• **Source text**:
━━━━━━━━
Also astonishing to me is the fact that, in June of 2007, two scientists at the FDA's drug safety office, after going over all the evidence, recommended that Avandia be removed from the market. But nothing came of this decision, and in fact Avandia is on the market right now, pending the findings of the TIDE study, which is expected to be published in 2015.

2015! We should not take so long to study a drug about which such serious safety issues have been raised. As the Senate report and others have noted, lives are at stake. And one has to wonder, what is the purpose of a drug safety office if its recommendations are ignored at the agency?

Consider how long this process has already taken. When this drug was approved in 1999, the FDA requested that Glaxo conduct a post-market study, ADOPT, which finally came out in 2006. In the intervening years, Glaxo continued to praise their new drug, even as scientists on their staff began to recognize and flag serious problems with Avandia. And now we are talking about waiting until 2015 before a reevaluation. Simply put, this process should not take 16 years, and particularly not when the drug-maker in question has such a record of promoting a drug even in the face of dire warnings.
━━━━━━━━
• **Dataset extract**:
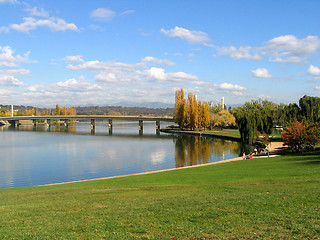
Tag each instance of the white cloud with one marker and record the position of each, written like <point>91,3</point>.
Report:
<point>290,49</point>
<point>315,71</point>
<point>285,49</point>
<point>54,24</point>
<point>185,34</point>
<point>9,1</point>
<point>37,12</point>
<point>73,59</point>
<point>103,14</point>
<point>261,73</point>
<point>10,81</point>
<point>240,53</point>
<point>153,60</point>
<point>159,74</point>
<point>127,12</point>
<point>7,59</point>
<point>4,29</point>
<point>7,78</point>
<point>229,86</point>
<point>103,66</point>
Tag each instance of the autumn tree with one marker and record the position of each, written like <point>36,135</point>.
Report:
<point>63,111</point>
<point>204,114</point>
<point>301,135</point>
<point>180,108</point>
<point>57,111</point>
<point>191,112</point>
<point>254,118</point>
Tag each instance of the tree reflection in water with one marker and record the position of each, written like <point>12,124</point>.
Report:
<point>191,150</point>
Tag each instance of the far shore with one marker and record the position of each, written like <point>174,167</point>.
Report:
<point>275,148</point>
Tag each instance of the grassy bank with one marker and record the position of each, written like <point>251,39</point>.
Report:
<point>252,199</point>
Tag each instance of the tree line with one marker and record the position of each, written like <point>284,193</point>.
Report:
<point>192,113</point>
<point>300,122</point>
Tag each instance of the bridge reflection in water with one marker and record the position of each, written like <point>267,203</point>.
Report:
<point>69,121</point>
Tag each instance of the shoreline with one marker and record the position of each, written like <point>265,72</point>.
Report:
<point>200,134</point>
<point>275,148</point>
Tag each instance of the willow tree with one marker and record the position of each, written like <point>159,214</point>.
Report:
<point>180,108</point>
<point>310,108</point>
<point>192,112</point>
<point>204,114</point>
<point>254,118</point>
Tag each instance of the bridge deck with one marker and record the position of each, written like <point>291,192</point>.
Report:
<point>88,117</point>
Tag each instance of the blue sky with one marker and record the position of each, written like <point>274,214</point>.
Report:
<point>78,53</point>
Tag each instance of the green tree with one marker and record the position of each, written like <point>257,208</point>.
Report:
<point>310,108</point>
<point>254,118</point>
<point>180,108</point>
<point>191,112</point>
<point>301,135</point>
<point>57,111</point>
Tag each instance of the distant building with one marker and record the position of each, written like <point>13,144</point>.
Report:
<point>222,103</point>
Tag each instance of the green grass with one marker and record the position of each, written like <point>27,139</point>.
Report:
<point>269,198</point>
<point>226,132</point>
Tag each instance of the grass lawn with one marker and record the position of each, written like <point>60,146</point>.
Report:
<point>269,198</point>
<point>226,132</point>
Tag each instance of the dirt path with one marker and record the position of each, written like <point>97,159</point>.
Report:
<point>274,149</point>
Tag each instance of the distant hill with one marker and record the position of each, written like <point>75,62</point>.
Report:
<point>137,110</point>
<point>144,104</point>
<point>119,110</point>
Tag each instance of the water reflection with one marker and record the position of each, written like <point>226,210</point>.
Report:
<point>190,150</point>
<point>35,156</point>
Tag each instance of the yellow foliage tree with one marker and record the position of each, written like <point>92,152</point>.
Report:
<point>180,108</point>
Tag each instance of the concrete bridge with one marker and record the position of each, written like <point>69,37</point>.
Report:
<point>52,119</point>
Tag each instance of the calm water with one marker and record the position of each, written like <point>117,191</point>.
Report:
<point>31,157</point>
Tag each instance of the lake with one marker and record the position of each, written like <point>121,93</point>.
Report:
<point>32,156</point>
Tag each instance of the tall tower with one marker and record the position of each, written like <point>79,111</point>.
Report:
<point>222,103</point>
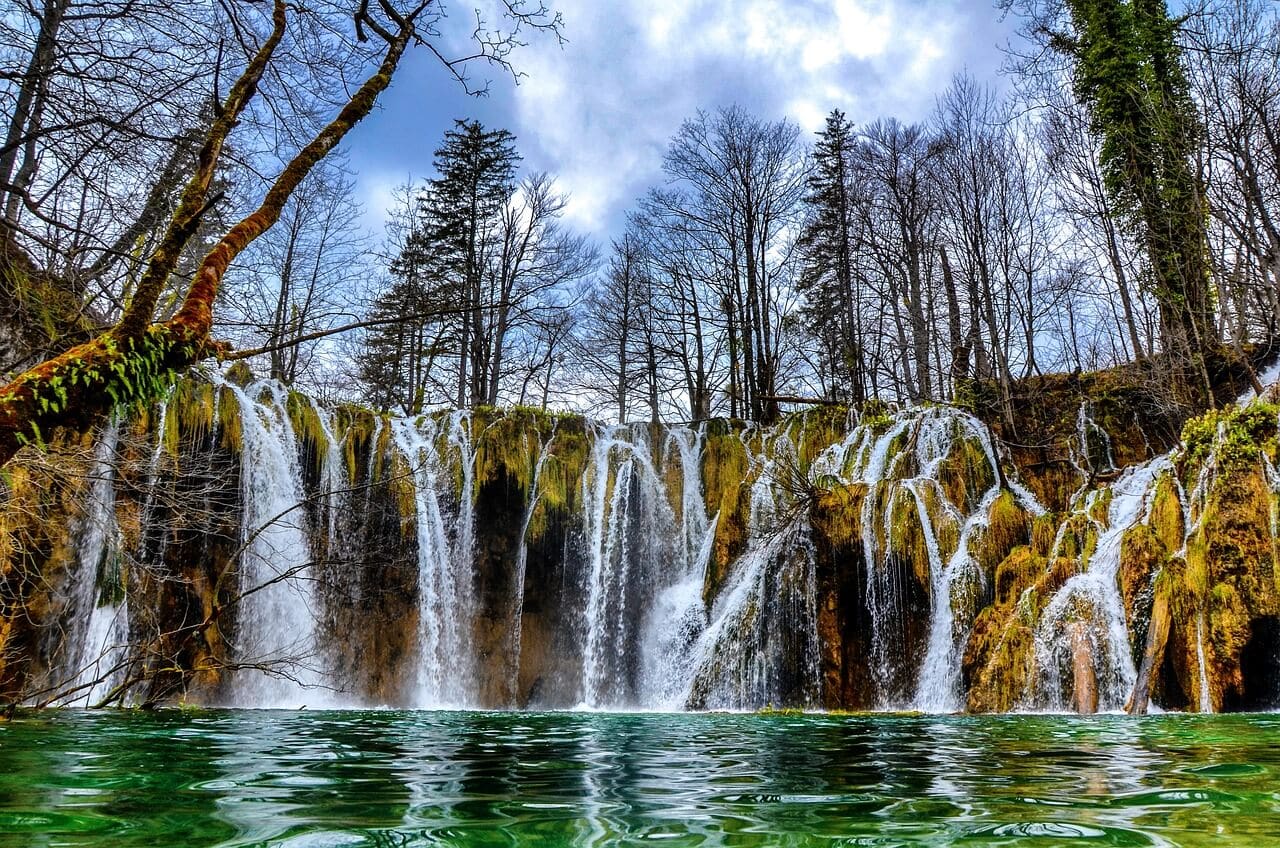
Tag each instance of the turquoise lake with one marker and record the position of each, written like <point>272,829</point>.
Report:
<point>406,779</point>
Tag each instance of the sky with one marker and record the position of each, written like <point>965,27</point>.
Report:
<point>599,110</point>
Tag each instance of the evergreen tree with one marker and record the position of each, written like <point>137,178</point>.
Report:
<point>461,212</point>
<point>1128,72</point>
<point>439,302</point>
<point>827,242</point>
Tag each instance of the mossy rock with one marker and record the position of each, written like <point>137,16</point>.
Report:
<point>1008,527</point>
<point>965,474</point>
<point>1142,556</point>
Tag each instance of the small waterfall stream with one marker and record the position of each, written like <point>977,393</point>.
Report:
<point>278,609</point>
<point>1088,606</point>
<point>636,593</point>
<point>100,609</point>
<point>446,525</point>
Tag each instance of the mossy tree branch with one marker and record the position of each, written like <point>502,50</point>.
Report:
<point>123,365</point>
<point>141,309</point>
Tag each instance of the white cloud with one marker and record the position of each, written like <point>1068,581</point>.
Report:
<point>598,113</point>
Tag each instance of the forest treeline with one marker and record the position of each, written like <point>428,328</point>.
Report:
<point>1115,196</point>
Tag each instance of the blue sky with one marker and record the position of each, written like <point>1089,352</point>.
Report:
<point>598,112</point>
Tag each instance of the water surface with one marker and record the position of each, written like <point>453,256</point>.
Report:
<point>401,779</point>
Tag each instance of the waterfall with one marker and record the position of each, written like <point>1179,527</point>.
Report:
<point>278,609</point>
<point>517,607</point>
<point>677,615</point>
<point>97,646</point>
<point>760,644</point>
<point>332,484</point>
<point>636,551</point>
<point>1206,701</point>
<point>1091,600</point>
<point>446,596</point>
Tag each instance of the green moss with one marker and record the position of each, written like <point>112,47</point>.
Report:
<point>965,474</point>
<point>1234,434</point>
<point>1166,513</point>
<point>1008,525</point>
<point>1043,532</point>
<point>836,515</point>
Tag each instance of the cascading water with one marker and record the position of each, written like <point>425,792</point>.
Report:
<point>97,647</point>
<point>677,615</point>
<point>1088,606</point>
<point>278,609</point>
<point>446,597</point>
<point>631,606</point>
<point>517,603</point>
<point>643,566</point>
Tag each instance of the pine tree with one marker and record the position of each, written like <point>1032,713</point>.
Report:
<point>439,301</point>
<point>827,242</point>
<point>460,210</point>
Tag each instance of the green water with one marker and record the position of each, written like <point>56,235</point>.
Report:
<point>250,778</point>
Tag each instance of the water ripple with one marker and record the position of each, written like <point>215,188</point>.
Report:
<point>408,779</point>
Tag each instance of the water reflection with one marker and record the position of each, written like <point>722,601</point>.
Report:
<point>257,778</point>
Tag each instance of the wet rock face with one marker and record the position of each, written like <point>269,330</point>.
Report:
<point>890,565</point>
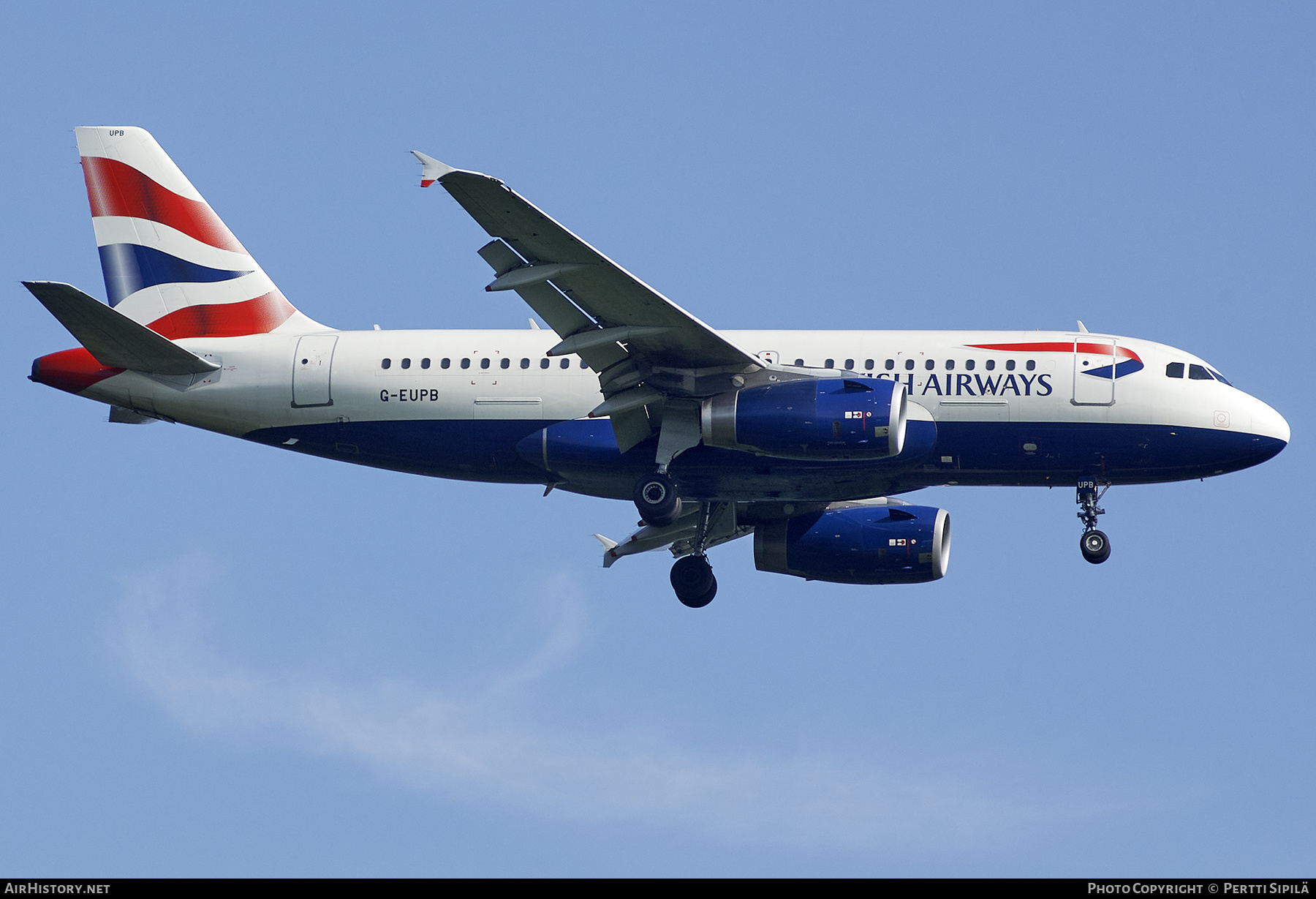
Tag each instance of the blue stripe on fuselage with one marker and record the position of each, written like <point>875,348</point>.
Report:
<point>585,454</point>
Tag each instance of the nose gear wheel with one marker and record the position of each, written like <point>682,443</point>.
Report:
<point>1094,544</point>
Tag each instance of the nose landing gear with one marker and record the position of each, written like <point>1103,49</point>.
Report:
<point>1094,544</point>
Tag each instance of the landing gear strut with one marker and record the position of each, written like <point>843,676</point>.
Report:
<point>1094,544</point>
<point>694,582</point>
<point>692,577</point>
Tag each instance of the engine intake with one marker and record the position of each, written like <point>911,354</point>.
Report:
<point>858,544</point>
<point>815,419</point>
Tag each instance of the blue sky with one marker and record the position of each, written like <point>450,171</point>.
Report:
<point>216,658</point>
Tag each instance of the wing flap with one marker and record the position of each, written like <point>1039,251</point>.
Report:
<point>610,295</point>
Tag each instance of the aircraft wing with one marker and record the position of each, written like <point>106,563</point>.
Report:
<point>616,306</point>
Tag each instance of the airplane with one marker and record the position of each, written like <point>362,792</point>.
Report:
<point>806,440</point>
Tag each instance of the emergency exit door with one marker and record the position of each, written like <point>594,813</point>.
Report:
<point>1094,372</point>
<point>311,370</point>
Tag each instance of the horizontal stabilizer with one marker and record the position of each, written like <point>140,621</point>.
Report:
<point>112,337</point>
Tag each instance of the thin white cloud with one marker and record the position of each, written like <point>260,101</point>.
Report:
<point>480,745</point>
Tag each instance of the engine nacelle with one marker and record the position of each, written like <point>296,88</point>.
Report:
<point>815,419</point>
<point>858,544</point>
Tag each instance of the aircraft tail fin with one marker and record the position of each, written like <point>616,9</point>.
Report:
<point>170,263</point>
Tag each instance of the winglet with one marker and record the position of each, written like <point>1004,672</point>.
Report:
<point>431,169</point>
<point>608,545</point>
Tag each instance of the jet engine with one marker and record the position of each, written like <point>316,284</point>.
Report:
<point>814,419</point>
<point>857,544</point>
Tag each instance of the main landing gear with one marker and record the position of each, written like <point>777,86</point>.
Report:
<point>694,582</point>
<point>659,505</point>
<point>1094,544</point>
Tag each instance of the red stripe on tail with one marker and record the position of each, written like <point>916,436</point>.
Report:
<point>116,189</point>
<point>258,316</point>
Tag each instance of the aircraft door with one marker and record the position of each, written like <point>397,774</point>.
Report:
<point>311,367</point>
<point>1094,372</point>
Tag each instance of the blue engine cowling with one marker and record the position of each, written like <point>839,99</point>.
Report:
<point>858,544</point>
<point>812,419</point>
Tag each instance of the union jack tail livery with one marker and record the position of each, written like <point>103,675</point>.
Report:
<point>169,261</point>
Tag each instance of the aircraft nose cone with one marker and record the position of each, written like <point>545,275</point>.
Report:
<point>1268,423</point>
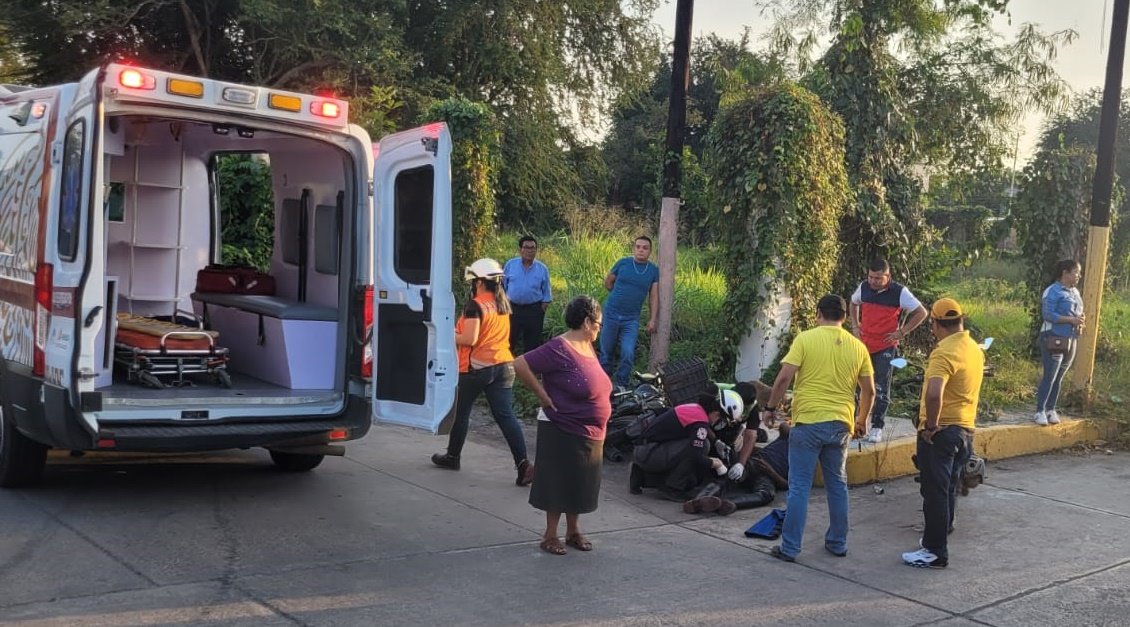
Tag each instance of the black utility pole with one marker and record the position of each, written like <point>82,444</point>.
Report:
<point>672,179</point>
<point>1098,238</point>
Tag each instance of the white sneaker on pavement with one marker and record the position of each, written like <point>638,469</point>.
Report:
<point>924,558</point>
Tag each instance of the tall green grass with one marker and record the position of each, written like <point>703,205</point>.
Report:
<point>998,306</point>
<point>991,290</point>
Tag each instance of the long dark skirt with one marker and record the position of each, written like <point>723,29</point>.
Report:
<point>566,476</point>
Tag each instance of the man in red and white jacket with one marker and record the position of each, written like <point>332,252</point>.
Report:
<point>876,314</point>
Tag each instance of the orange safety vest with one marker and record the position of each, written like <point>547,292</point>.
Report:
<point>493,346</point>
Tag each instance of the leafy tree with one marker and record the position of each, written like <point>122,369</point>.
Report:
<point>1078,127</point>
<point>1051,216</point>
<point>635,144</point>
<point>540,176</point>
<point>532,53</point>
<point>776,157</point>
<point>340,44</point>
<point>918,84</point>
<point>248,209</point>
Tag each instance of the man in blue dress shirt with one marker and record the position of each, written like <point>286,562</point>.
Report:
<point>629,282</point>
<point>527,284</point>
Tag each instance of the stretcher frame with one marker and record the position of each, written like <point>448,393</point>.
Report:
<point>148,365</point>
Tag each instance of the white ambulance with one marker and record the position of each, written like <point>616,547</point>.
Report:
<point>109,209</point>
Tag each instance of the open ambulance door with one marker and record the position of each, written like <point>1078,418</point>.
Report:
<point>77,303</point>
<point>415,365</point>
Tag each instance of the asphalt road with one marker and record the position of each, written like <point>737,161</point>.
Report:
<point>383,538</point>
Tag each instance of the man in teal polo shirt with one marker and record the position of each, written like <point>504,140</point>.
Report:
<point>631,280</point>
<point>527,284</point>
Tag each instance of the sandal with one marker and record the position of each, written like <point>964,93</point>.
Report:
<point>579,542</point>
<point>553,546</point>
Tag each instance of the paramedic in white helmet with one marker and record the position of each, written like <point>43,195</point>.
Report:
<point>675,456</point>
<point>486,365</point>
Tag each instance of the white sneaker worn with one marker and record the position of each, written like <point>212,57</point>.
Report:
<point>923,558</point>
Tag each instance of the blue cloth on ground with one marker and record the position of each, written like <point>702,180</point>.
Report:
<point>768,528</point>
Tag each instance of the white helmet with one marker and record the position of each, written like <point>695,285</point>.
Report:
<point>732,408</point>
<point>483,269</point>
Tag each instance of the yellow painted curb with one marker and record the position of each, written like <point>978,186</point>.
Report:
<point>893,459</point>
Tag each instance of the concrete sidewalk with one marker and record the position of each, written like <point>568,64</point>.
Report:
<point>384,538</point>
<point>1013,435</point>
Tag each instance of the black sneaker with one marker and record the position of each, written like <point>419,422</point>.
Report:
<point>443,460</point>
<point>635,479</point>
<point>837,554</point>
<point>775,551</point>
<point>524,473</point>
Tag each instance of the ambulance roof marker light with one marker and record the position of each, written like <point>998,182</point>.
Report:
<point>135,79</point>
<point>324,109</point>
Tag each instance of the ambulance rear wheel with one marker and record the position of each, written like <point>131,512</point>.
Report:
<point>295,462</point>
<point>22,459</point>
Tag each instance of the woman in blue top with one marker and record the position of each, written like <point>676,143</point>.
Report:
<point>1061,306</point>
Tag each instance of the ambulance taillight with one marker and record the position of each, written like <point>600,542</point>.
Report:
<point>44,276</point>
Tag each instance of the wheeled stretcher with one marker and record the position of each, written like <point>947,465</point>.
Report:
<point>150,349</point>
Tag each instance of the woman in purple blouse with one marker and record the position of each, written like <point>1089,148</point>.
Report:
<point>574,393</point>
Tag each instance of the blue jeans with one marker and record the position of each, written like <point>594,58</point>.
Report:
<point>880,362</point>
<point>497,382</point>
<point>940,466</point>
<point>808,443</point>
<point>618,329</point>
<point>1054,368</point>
━━━━━━━━
Reproduce the Avandia passage in full, word for word, keeping its paragraph breaks.

Also astonishing to me is the fact that, in June of 2007, two scientists at the FDA's drug safety office, after going over all the evidence, recommended that Avandia be removed from the market. But nothing came of this decision, and in fact Avandia is on the market right now, pending the findings of the TIDE study, which is expected to be published in 2015.

2015! We should not take so long to study a drug about which such serious safety issues have been raised. As the Senate report and others have noted, lives are at stake. And one has to wonder, what is the purpose of a drug safety office if its recommendations are ignored at the agency?

Consider how long this process has already taken. When this drug was approved in 1999, the FDA requested that Glaxo conduct a post-market study, ADOPT, which finally came out in 2006. In the intervening years, Glaxo continued to praise their new drug, even as scientists on their staff began to recognize and flag serious problems with Avandia. And now we are talking about waiting until 2015 before a reevaluation. Simply put, this process should not take 16 years, and particularly not when the drug-maker in question has such a record of promoting a drug even in the face of dire warnings.